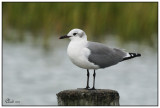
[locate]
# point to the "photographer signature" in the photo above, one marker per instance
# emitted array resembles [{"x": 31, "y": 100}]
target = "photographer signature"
[{"x": 8, "y": 100}]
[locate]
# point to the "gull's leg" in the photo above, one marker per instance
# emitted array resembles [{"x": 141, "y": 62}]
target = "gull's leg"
[
  {"x": 94, "y": 75},
  {"x": 87, "y": 87}
]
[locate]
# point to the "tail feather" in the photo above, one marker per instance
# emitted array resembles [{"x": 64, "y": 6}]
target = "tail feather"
[{"x": 132, "y": 55}]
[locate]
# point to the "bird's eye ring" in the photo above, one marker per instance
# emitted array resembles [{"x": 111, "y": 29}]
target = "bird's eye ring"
[{"x": 74, "y": 34}]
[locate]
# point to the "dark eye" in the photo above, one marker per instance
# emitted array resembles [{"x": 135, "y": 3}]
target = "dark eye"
[{"x": 74, "y": 34}]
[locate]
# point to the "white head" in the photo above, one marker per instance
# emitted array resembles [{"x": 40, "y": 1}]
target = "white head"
[{"x": 75, "y": 34}]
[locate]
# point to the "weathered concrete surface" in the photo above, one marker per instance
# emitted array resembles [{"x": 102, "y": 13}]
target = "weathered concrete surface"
[{"x": 83, "y": 97}]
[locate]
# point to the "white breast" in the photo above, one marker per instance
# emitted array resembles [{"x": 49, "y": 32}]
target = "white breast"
[{"x": 78, "y": 54}]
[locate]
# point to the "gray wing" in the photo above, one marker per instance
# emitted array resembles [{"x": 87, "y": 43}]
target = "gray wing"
[{"x": 104, "y": 56}]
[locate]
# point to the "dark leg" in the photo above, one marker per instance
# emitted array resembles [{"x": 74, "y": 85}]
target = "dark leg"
[
  {"x": 94, "y": 75},
  {"x": 87, "y": 87}
]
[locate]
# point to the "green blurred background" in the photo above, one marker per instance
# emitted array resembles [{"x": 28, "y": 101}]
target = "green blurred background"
[
  {"x": 128, "y": 21},
  {"x": 35, "y": 62}
]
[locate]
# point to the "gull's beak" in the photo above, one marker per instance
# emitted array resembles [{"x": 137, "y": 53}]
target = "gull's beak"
[{"x": 65, "y": 36}]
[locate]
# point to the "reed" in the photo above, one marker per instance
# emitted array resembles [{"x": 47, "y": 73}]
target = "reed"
[{"x": 129, "y": 21}]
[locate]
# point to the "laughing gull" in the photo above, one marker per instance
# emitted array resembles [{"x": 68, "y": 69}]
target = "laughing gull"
[{"x": 93, "y": 55}]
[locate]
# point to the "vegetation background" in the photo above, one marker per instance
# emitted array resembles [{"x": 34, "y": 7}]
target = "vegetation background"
[
  {"x": 35, "y": 62},
  {"x": 128, "y": 21}
]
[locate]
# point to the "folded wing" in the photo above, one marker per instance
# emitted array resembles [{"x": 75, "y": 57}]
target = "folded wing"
[{"x": 104, "y": 56}]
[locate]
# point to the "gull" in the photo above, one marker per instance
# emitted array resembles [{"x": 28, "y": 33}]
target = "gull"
[{"x": 93, "y": 55}]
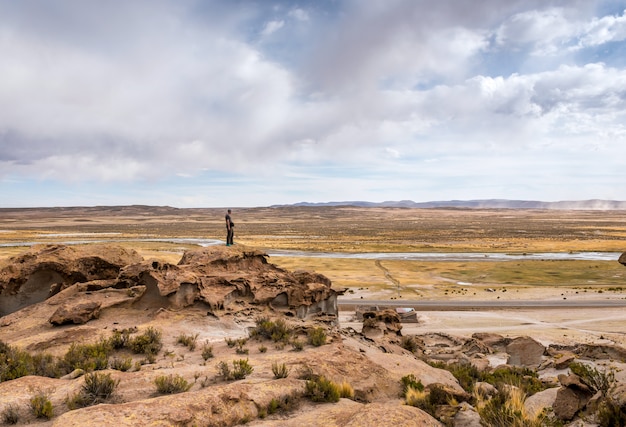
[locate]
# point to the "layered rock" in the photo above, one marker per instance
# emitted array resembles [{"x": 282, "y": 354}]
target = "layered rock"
[
  {"x": 222, "y": 278},
  {"x": 45, "y": 270}
]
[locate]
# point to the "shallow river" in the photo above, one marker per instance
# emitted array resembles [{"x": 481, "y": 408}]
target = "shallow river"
[{"x": 414, "y": 256}]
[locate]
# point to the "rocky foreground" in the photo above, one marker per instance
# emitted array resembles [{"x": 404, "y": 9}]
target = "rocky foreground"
[{"x": 213, "y": 310}]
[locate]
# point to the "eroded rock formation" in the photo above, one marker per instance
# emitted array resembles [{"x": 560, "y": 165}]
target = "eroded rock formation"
[{"x": 224, "y": 278}]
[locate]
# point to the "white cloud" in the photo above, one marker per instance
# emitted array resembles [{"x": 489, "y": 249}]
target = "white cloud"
[
  {"x": 271, "y": 27},
  {"x": 160, "y": 90}
]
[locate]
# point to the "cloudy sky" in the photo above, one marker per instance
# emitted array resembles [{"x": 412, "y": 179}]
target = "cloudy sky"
[{"x": 214, "y": 103}]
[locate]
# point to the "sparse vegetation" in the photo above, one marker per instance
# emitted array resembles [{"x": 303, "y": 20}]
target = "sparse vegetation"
[
  {"x": 122, "y": 364},
  {"x": 88, "y": 357},
  {"x": 297, "y": 345},
  {"x": 171, "y": 384},
  {"x": 188, "y": 341},
  {"x": 280, "y": 370},
  {"x": 148, "y": 343},
  {"x": 10, "y": 414},
  {"x": 40, "y": 405},
  {"x": 321, "y": 389},
  {"x": 317, "y": 336},
  {"x": 241, "y": 369},
  {"x": 207, "y": 351},
  {"x": 409, "y": 382},
  {"x": 98, "y": 388}
]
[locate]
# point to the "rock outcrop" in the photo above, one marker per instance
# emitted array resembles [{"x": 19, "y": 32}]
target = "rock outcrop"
[
  {"x": 224, "y": 278},
  {"x": 45, "y": 270}
]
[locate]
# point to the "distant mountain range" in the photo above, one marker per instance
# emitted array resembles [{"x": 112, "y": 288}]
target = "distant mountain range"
[{"x": 594, "y": 204}]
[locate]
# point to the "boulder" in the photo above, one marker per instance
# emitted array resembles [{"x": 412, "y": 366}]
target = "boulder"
[
  {"x": 77, "y": 314},
  {"x": 45, "y": 270},
  {"x": 222, "y": 277},
  {"x": 383, "y": 322},
  {"x": 568, "y": 402},
  {"x": 539, "y": 401},
  {"x": 525, "y": 351}
]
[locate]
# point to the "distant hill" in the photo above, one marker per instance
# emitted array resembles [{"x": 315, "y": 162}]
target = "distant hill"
[{"x": 594, "y": 204}]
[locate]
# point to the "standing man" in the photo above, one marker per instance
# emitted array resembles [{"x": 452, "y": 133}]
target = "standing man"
[{"x": 230, "y": 232}]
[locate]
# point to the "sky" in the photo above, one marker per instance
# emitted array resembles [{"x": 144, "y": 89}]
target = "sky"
[{"x": 241, "y": 103}]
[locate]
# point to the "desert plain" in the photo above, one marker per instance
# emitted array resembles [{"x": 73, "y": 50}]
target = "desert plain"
[{"x": 551, "y": 274}]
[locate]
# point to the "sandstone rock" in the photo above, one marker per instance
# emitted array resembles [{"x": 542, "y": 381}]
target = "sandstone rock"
[
  {"x": 491, "y": 339},
  {"x": 568, "y": 402},
  {"x": 525, "y": 351},
  {"x": 379, "y": 323},
  {"x": 78, "y": 313},
  {"x": 600, "y": 351},
  {"x": 563, "y": 360},
  {"x": 222, "y": 276},
  {"x": 539, "y": 401}
]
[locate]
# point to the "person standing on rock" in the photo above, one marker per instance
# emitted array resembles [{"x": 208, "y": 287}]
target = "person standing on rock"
[{"x": 230, "y": 231}]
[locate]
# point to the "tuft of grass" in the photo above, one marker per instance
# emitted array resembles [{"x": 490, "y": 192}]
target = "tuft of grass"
[
  {"x": 524, "y": 378},
  {"x": 241, "y": 369},
  {"x": 88, "y": 357},
  {"x": 207, "y": 351},
  {"x": 280, "y": 370},
  {"x": 171, "y": 384},
  {"x": 41, "y": 406},
  {"x": 597, "y": 380},
  {"x": 124, "y": 364},
  {"x": 297, "y": 345},
  {"x": 345, "y": 390},
  {"x": 506, "y": 409},
  {"x": 98, "y": 388},
  {"x": 149, "y": 342},
  {"x": 10, "y": 414},
  {"x": 321, "y": 389},
  {"x": 317, "y": 336},
  {"x": 188, "y": 341}
]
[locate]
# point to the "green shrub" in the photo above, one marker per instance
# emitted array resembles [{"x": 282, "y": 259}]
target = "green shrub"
[
  {"x": 14, "y": 363},
  {"x": 599, "y": 381},
  {"x": 188, "y": 341},
  {"x": 524, "y": 378},
  {"x": 171, "y": 384},
  {"x": 297, "y": 345},
  {"x": 149, "y": 343},
  {"x": 611, "y": 414},
  {"x": 241, "y": 369},
  {"x": 10, "y": 414},
  {"x": 317, "y": 336},
  {"x": 124, "y": 364},
  {"x": 506, "y": 409},
  {"x": 322, "y": 390},
  {"x": 410, "y": 382},
  {"x": 98, "y": 388},
  {"x": 280, "y": 370},
  {"x": 207, "y": 351},
  {"x": 120, "y": 339},
  {"x": 41, "y": 406}
]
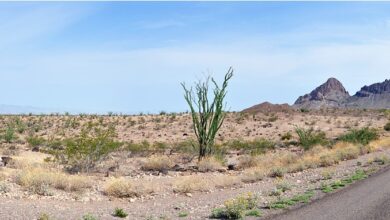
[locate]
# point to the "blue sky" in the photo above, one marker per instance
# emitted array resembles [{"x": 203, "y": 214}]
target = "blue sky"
[{"x": 132, "y": 56}]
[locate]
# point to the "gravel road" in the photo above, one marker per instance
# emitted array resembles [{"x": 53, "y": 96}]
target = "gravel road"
[{"x": 364, "y": 200}]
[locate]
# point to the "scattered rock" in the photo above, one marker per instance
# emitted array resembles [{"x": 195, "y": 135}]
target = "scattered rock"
[
  {"x": 6, "y": 160},
  {"x": 189, "y": 194}
]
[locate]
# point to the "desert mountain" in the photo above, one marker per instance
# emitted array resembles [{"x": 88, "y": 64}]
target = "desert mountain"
[
  {"x": 267, "y": 107},
  {"x": 330, "y": 94},
  {"x": 375, "y": 96}
]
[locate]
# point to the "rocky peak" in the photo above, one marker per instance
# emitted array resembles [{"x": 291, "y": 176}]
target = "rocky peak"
[
  {"x": 376, "y": 88},
  {"x": 331, "y": 91}
]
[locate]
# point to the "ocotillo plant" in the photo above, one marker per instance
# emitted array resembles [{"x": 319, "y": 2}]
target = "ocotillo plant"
[{"x": 207, "y": 117}]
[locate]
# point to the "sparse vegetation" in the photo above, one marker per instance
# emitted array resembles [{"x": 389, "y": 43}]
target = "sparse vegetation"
[
  {"x": 89, "y": 217},
  {"x": 387, "y": 126},
  {"x": 207, "y": 117},
  {"x": 92, "y": 144},
  {"x": 118, "y": 212},
  {"x": 309, "y": 138},
  {"x": 360, "y": 136},
  {"x": 236, "y": 208},
  {"x": 123, "y": 188}
]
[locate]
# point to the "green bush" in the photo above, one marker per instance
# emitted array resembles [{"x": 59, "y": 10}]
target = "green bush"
[
  {"x": 89, "y": 217},
  {"x": 9, "y": 133},
  {"x": 257, "y": 146},
  {"x": 387, "y": 126},
  {"x": 360, "y": 136},
  {"x": 34, "y": 141},
  {"x": 236, "y": 208},
  {"x": 93, "y": 143},
  {"x": 309, "y": 138},
  {"x": 118, "y": 212}
]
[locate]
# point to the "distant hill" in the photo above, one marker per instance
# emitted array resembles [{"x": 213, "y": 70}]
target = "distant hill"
[
  {"x": 267, "y": 107},
  {"x": 332, "y": 94},
  {"x": 16, "y": 109}
]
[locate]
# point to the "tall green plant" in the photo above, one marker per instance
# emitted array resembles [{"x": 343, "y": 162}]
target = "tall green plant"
[
  {"x": 207, "y": 115},
  {"x": 94, "y": 142}
]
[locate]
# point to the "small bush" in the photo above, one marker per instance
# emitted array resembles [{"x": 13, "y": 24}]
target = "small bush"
[
  {"x": 39, "y": 181},
  {"x": 34, "y": 141},
  {"x": 123, "y": 188},
  {"x": 387, "y": 126},
  {"x": 157, "y": 163},
  {"x": 93, "y": 144},
  {"x": 253, "y": 175},
  {"x": 253, "y": 212},
  {"x": 286, "y": 137},
  {"x": 44, "y": 216},
  {"x": 89, "y": 217},
  {"x": 360, "y": 136},
  {"x": 236, "y": 208},
  {"x": 277, "y": 172},
  {"x": 257, "y": 146},
  {"x": 9, "y": 134},
  {"x": 309, "y": 138},
  {"x": 182, "y": 214},
  {"x": 209, "y": 164},
  {"x": 247, "y": 161},
  {"x": 118, "y": 212},
  {"x": 190, "y": 184}
]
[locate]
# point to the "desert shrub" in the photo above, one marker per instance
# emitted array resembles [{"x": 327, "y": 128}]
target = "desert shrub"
[
  {"x": 20, "y": 126},
  {"x": 209, "y": 164},
  {"x": 277, "y": 172},
  {"x": 4, "y": 188},
  {"x": 34, "y": 141},
  {"x": 123, "y": 188},
  {"x": 118, "y": 212},
  {"x": 253, "y": 175},
  {"x": 247, "y": 161},
  {"x": 190, "y": 184},
  {"x": 88, "y": 217},
  {"x": 9, "y": 133},
  {"x": 144, "y": 146},
  {"x": 93, "y": 144},
  {"x": 286, "y": 137},
  {"x": 157, "y": 163},
  {"x": 208, "y": 113},
  {"x": 346, "y": 151},
  {"x": 360, "y": 136},
  {"x": 44, "y": 216},
  {"x": 39, "y": 181},
  {"x": 387, "y": 126},
  {"x": 257, "y": 146},
  {"x": 222, "y": 181},
  {"x": 309, "y": 138},
  {"x": 236, "y": 208}
]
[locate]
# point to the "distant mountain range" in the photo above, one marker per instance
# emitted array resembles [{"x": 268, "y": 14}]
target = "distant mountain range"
[
  {"x": 332, "y": 94},
  {"x": 16, "y": 109}
]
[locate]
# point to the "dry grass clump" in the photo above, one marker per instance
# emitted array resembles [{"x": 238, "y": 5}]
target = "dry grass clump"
[
  {"x": 275, "y": 164},
  {"x": 383, "y": 143},
  {"x": 29, "y": 160},
  {"x": 253, "y": 175},
  {"x": 247, "y": 161},
  {"x": 223, "y": 181},
  {"x": 189, "y": 184},
  {"x": 122, "y": 188},
  {"x": 346, "y": 151},
  {"x": 209, "y": 164},
  {"x": 157, "y": 163},
  {"x": 37, "y": 180}
]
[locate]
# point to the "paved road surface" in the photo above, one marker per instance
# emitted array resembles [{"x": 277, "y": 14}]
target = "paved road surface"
[{"x": 364, "y": 200}]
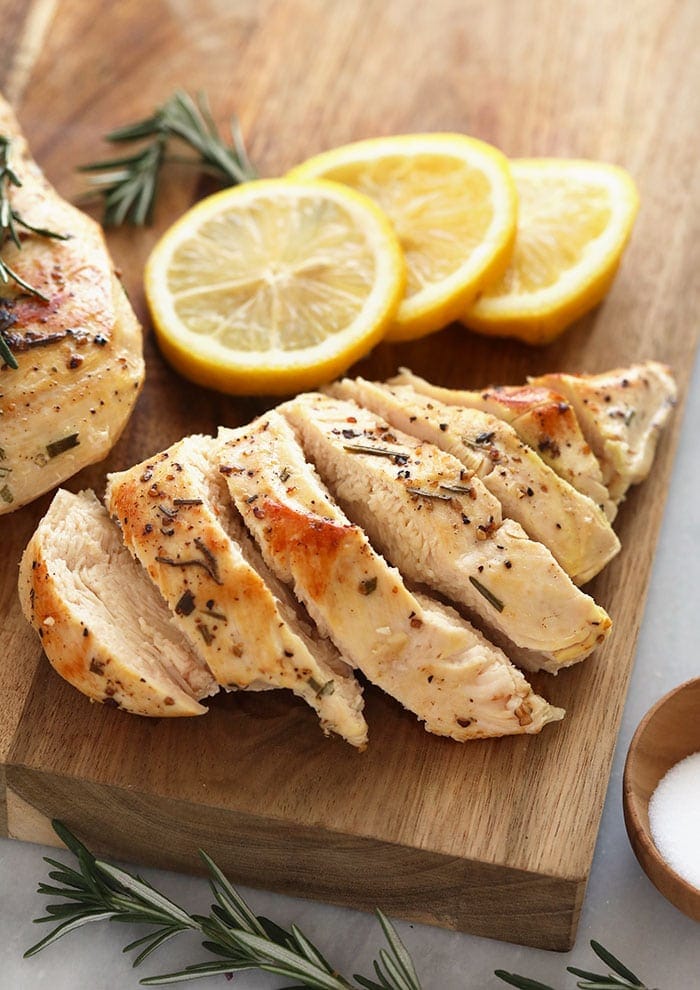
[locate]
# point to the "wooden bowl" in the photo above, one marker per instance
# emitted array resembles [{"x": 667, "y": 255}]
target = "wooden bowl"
[{"x": 668, "y": 732}]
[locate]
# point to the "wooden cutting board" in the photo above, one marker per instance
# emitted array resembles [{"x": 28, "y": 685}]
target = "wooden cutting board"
[{"x": 495, "y": 837}]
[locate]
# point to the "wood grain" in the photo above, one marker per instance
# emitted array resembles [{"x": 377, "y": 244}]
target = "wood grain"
[{"x": 492, "y": 837}]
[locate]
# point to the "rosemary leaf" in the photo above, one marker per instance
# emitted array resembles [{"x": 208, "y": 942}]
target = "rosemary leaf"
[
  {"x": 10, "y": 221},
  {"x": 488, "y": 595},
  {"x": 399, "y": 950},
  {"x": 68, "y": 926},
  {"x": 615, "y": 964},
  {"x": 522, "y": 982},
  {"x": 129, "y": 184}
]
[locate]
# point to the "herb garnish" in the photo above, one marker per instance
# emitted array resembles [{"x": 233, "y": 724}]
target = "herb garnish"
[
  {"x": 57, "y": 447},
  {"x": 10, "y": 222},
  {"x": 366, "y": 448},
  {"x": 428, "y": 493},
  {"x": 207, "y": 561},
  {"x": 588, "y": 981},
  {"x": 93, "y": 891},
  {"x": 129, "y": 185},
  {"x": 239, "y": 939},
  {"x": 458, "y": 489},
  {"x": 488, "y": 595}
]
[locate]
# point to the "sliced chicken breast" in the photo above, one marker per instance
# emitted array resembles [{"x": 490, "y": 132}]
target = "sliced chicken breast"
[
  {"x": 621, "y": 413},
  {"x": 442, "y": 529},
  {"x": 103, "y": 626},
  {"x": 176, "y": 518},
  {"x": 542, "y": 419},
  {"x": 80, "y": 366},
  {"x": 547, "y": 507},
  {"x": 419, "y": 651}
]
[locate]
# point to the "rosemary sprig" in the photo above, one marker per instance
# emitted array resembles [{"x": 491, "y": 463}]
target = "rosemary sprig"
[
  {"x": 129, "y": 184},
  {"x": 621, "y": 978},
  {"x": 10, "y": 223},
  {"x": 238, "y": 938}
]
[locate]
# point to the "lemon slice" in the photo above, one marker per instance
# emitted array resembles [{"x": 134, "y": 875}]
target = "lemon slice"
[
  {"x": 575, "y": 218},
  {"x": 453, "y": 204},
  {"x": 274, "y": 286}
]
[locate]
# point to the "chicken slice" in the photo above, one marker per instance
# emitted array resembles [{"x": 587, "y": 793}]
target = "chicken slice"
[
  {"x": 417, "y": 650},
  {"x": 621, "y": 413},
  {"x": 176, "y": 519},
  {"x": 547, "y": 507},
  {"x": 443, "y": 529},
  {"x": 80, "y": 366},
  {"x": 541, "y": 419},
  {"x": 103, "y": 626}
]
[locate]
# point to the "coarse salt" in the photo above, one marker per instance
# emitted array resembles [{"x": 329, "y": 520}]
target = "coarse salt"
[{"x": 674, "y": 818}]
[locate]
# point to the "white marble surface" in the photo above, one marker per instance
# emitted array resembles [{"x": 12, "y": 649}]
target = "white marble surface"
[{"x": 622, "y": 909}]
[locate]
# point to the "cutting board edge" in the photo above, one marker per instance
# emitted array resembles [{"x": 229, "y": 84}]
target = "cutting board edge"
[{"x": 483, "y": 899}]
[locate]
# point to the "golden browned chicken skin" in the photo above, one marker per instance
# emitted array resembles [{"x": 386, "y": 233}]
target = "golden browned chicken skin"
[{"x": 78, "y": 350}]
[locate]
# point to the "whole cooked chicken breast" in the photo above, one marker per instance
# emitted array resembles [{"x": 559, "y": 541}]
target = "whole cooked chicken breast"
[
  {"x": 103, "y": 626},
  {"x": 417, "y": 650},
  {"x": 542, "y": 419},
  {"x": 78, "y": 351},
  {"x": 622, "y": 413},
  {"x": 440, "y": 526},
  {"x": 549, "y": 509},
  {"x": 177, "y": 520}
]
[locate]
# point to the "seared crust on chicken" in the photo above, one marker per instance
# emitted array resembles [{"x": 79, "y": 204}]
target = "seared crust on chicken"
[
  {"x": 440, "y": 526},
  {"x": 176, "y": 518},
  {"x": 542, "y": 419},
  {"x": 102, "y": 625},
  {"x": 622, "y": 413},
  {"x": 79, "y": 352},
  {"x": 420, "y": 652},
  {"x": 547, "y": 507}
]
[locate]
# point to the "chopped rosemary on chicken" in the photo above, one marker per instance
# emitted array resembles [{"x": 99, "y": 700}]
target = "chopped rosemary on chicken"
[
  {"x": 11, "y": 224},
  {"x": 128, "y": 185}
]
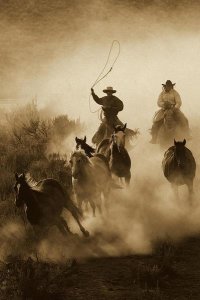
|---|
**WHAT IS REQUIRED**. Pick out every line of the rows above that contains the word "beak", matching case exactly, and copy each one.

**EXERCISE RESPONSE**.
# point to the "gull's beak" in the photo above, one marker per instance
target = "gull's beak"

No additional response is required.